_TEXTE FOURNI:_

Ode au désert médical

Quand je parle d’intérêts divergents qui maculent les tableaux idylliques, je pense par exemple aux hôpitaux, grandes entreprises et fleurons d’une région, qui souffrent de difficultés structurelles à tenir la tête hors de l’eau en matière financière. Dans ce marasme, il ne faut pas demander à un responsable d’hôpital de faire du sentiment et de placer les besoins de santé de la population en tête de ses préoccupations. Et, comme un souci n’arrive jamais seul, les attentes inappropriées des usagers et les visions des politiques aggravent le problème car pour eux, l’hôpital joue le rôle principal et presque unique dans le système de santé, alors que le niveau de santé ne dépend ni des hôpitaux, ni même des médecins. Certes, on sauve des vies, on améliore la qualité de vie des malades, mais le recul de la morbi-mortalité dans nos pays dépend de nombreux autres facteurs, et comme dit Boris Cyrulnick dans son dernier livre*, il n’est pas rare de trouver des femmes de 65 ans avec un amant.

_CONTENU DES DONNÉES:_
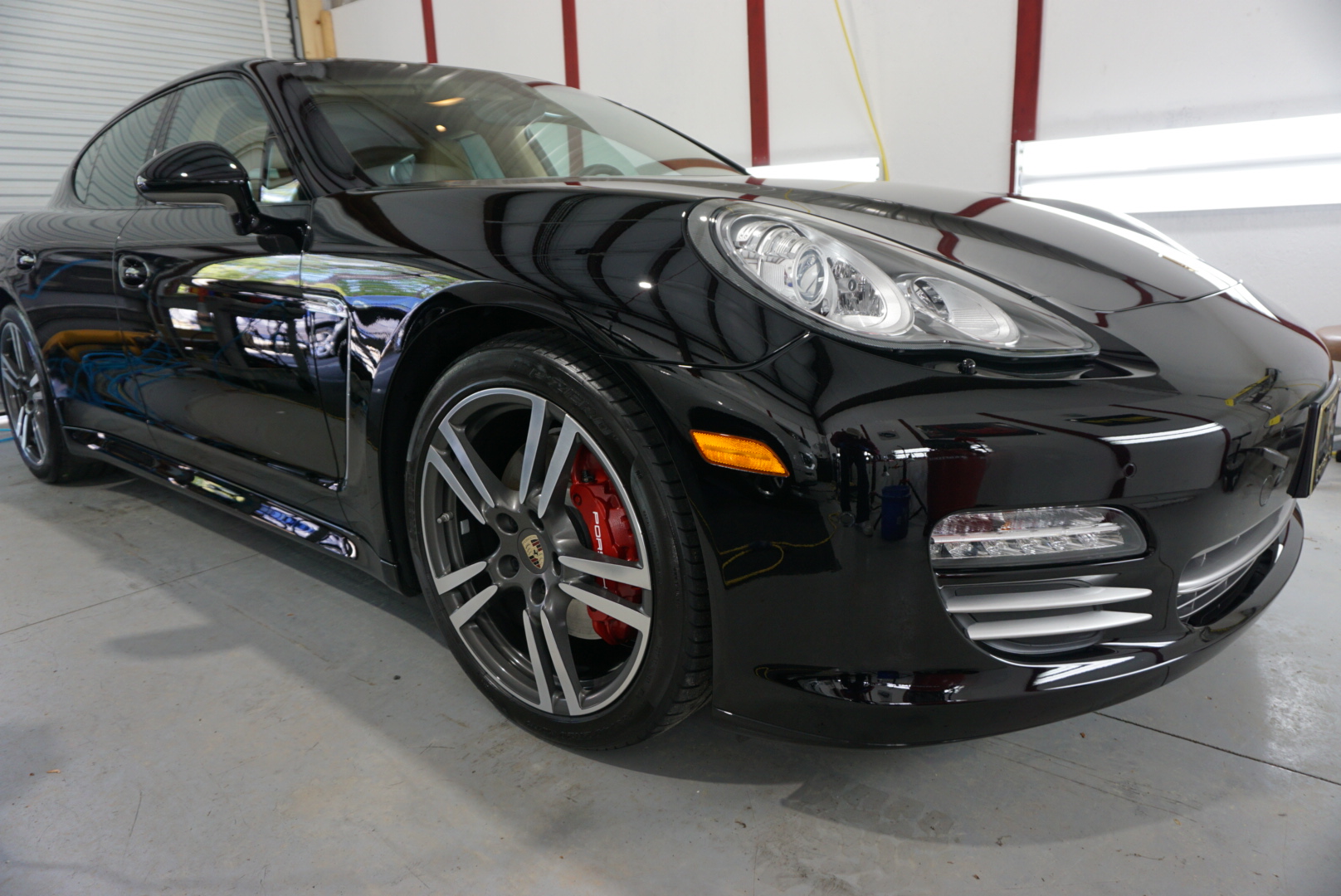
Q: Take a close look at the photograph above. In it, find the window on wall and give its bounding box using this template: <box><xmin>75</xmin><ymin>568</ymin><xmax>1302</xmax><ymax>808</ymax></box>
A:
<box><xmin>163</xmin><ymin>78</ymin><xmax>302</xmax><ymax>202</ymax></box>
<box><xmin>75</xmin><ymin>96</ymin><xmax>168</xmax><ymax>208</ymax></box>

_CONSIGNE:_
Répondez brièvement aux questions suivantes sur le texte fourni.
(a) Quels établissements le texte prend-il pour exemple d'intérêts divergents qui maculent les tableaux idylliques ?
(b) Selon le texte, de quoi le niveau de santé ne dépend-il pas ?
(c) Qui le texte cite-t-il à propos des femmes de 65 ans avec un amant ?

_RÉPONSE:_
(a) Les hôpitaux.
(b) Ni des hôpitaux, ni même des médecins.
(c) Boris Cyrulnick, dans son dernier livre.